*** Opening SELECTED EXTRACT ***
But one longtime observer offered a more benign interpretation.
“The Police Academy is one of the best and most prestigious educational institutions in Turkey,” said the Reverend Thomas Michel, a Jesuit priest and former top adviser on Islamic matters to the Vatican who now lives in Ankara. Because Gulen-school graduates frequently do well on entry exams, he said, “a good number of their graduates are getting accepted.”
These people, he said, tend to be “well-motivated, intelligent, enjoyable — not at all fanatic, weird or cult-like.”
Mr. Gulen insists that his movement keeps equal distance from every Turkish government, seeking no office — and also from foreign governments.
But some analysts say American officials have at least tacitly supported the movement as a moderating presence in places like Turkic parts of Central Asia, where Mr. Gulen sent hundreds of volunteer teachers after the Soviet breakup.
“These schools provide alternatives to youths so they don’t have to join terrorist groups,” said Helen Rose Ebaugh, a University of Houston sociologist who studied the movement. She said an administrator of the Gulen-linked Fatih University in Istanbul told her that Mr. Gulen had adamantly opposed the notion of accepting education funds offered by Saudi Arabia, “because it’ll be interpreted as support from the Saudi government.”
At a time when the Turkish government has bitterly denounced Israel over the violent clash with the aid flotilla headed for Gaza, Mr. Gulen instead found fault with flotilla organizers, saying that they should have sought advance Israeli approval instead of “defying authority.” (He said in an e-mail exchange that “the worst state and the worst government are far better than statelessness and chaos.”)
While he might at times support some “positive actions” by Turkish governments, he said, “that does not mean we in any way make policy recommendations to them, nor do we ever act under their influence.”
Nonetheless, any governing party, religious or secular, “cannot ignore the realities in Turkey,” he said, in comments translated by an aide. “There is a huge mass that practices Islam, and the mosques are filling up with people every day.” At the same time, he said, any government has to take religious minorities — whether Nestorian Christians, Protestants or Jews — into account.
Since 1999, Turkey’s heated politics and his own poor health have kept Mr. Gulen restricted to his compound in Pennsylvania, which has a constantly manned gatehouse. He largely keeps to two or three rooms in a large chocolate-brown building.
In a room lined with Turkish art and artifacts, Mr. Gulen reads extensively — from Shakespeare to Kant to the Sufi poets. Health permitting, he emerges every few days to answer visitors’ questions in a large adjoining room. A loft, protected from view, allows women to listen without mixing with men.
“In the U.S.,” he said, “I have hoped not being disturbed or harmed by those who carry radical ideologies from Turkey, Afghanistan, Pakistan or some other countries. I am America’s guest.”
An earlier version of this article misstated the extent of the involvement of Fethullah Gulen, a Muslim preacher, in the founding of an international network of schools, hospitals and businesses. Mr. Gulen inspired their founding but was not directly involved in the creation of many of the institutions. The article also misspelled the name of a univeity in Istanbul. It is Fatih University, not Fathi.
*** Closing SELECTED EXTRACT ***
*** Opening INFORMATION SUPPLIED ***
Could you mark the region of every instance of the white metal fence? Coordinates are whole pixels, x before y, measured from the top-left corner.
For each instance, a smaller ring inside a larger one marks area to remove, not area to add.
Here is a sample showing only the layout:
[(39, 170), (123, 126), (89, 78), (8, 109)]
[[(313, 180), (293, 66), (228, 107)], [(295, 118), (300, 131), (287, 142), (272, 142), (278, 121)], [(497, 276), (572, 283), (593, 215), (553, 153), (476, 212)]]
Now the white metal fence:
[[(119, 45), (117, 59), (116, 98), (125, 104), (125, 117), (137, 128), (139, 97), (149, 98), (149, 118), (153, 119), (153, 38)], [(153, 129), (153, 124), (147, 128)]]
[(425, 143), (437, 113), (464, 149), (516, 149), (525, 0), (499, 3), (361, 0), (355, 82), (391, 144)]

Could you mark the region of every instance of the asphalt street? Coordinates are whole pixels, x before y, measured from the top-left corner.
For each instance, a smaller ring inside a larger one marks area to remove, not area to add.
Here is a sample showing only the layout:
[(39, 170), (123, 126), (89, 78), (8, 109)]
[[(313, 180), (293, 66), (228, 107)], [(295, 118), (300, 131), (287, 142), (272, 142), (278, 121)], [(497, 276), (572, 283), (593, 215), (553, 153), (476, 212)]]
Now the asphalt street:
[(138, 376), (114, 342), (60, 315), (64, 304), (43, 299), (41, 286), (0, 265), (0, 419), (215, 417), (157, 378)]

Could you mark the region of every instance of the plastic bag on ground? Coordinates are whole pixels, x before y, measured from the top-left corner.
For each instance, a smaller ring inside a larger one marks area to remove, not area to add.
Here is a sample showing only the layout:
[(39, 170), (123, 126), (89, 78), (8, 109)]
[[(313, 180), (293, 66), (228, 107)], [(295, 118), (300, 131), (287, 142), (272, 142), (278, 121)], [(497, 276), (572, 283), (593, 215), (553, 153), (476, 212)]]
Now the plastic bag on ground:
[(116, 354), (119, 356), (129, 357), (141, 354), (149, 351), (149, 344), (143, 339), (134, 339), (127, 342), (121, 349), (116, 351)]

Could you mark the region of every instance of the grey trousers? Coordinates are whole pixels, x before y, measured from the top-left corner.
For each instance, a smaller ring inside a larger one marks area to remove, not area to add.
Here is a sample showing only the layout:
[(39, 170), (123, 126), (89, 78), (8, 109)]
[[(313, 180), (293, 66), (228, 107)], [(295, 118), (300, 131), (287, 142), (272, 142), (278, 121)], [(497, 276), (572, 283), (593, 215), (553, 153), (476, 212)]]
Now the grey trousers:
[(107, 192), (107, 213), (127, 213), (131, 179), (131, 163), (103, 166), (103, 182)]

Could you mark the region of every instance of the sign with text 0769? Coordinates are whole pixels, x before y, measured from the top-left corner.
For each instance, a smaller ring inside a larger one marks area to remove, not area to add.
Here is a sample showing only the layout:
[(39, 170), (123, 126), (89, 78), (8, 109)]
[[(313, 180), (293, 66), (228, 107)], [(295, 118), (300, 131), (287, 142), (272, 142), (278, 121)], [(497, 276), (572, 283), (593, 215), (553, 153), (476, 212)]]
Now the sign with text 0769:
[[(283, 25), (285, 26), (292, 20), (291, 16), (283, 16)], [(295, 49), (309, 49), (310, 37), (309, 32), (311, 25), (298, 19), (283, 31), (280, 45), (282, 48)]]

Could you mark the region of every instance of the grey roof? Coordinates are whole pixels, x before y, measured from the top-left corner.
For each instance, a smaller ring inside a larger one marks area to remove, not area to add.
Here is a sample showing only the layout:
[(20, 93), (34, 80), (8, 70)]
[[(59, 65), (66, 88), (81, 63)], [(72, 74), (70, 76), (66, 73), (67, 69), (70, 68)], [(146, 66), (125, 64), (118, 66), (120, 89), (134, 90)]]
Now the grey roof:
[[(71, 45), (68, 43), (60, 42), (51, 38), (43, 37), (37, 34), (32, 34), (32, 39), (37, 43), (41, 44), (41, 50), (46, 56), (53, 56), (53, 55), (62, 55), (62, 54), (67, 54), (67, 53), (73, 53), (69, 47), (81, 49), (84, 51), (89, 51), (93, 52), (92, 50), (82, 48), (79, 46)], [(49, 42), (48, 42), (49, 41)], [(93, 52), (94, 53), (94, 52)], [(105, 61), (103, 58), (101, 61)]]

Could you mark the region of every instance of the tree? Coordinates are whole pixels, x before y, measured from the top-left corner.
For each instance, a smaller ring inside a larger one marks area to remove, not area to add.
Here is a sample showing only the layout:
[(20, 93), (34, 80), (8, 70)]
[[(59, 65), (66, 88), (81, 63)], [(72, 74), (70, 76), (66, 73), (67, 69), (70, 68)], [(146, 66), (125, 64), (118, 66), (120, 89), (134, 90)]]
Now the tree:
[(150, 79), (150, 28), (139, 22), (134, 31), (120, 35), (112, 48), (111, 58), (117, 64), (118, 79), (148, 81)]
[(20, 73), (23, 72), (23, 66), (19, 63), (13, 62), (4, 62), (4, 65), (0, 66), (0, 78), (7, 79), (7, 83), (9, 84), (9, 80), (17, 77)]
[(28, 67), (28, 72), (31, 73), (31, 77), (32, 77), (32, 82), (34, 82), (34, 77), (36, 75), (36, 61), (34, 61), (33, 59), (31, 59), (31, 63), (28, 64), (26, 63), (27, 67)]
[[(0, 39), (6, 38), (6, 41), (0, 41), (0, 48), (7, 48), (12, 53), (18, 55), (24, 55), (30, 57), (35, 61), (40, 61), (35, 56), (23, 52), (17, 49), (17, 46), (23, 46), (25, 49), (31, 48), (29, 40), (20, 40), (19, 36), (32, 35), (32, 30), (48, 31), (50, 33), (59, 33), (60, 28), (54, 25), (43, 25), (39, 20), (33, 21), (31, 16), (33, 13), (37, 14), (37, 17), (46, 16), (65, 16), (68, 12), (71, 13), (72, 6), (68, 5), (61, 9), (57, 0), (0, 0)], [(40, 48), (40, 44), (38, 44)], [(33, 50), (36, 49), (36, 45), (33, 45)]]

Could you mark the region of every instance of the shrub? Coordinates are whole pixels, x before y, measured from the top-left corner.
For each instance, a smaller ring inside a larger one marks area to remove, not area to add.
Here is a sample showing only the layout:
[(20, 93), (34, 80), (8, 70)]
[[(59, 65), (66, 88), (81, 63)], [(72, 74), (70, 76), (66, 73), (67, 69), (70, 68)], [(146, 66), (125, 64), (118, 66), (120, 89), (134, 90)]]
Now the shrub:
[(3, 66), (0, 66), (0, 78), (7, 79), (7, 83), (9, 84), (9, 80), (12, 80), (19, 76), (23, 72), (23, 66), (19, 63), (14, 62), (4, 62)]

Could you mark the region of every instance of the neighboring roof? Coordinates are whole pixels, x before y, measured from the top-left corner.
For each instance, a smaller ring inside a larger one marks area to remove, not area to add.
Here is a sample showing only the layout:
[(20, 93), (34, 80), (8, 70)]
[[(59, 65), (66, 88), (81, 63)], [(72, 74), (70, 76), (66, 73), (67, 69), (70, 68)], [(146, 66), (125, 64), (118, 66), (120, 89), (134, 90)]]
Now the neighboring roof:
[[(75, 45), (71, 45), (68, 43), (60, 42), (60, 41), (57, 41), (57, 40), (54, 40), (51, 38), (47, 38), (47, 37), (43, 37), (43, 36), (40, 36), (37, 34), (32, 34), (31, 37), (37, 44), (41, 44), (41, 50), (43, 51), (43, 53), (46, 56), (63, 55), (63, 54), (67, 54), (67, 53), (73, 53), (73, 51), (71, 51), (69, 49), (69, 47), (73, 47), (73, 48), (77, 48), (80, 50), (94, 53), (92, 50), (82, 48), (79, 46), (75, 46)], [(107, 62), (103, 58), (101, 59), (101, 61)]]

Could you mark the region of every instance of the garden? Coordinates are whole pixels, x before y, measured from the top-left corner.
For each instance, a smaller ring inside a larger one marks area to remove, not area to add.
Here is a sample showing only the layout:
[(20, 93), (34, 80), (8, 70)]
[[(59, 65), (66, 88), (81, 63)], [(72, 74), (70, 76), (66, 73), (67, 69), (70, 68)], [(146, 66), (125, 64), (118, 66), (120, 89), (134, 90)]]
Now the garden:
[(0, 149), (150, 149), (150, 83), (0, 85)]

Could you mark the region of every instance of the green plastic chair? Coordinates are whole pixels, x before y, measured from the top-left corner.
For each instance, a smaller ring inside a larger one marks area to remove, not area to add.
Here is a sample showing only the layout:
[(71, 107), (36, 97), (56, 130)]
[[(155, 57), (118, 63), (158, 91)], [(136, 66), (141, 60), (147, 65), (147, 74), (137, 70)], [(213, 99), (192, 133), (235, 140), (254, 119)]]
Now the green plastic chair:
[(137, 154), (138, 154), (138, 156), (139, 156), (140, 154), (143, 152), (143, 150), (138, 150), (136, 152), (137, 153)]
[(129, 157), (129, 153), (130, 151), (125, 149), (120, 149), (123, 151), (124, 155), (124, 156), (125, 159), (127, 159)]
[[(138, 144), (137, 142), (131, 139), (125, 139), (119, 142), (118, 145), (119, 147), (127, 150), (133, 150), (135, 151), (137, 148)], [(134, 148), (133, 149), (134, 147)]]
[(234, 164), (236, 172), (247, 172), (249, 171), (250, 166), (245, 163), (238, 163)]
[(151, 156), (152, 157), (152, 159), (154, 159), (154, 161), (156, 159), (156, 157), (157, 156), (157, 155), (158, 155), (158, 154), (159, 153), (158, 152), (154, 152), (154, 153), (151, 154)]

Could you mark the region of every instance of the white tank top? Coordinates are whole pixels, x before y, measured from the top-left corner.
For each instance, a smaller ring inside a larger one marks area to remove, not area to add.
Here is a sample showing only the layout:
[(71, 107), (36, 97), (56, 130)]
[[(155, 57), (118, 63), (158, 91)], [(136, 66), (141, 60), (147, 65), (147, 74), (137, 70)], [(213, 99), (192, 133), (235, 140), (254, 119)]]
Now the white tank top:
*** Closing INFORMATION SUPPLIED ***
TASK OBJECTIVE
According to the article on Mr. Gulen's movement, why did he oppose accepting education funds offered by Saudi Arabia? Answer in one to three sentences.

OUTPUT OF THE TASK
He feared that taking the funds would be interpreted as support from the Saudi government. An administrator of the Gulen-linked Fatih University in Istanbul told the sociologist Helen Rose Ebaugh that this was why he adamantly opposed the idea.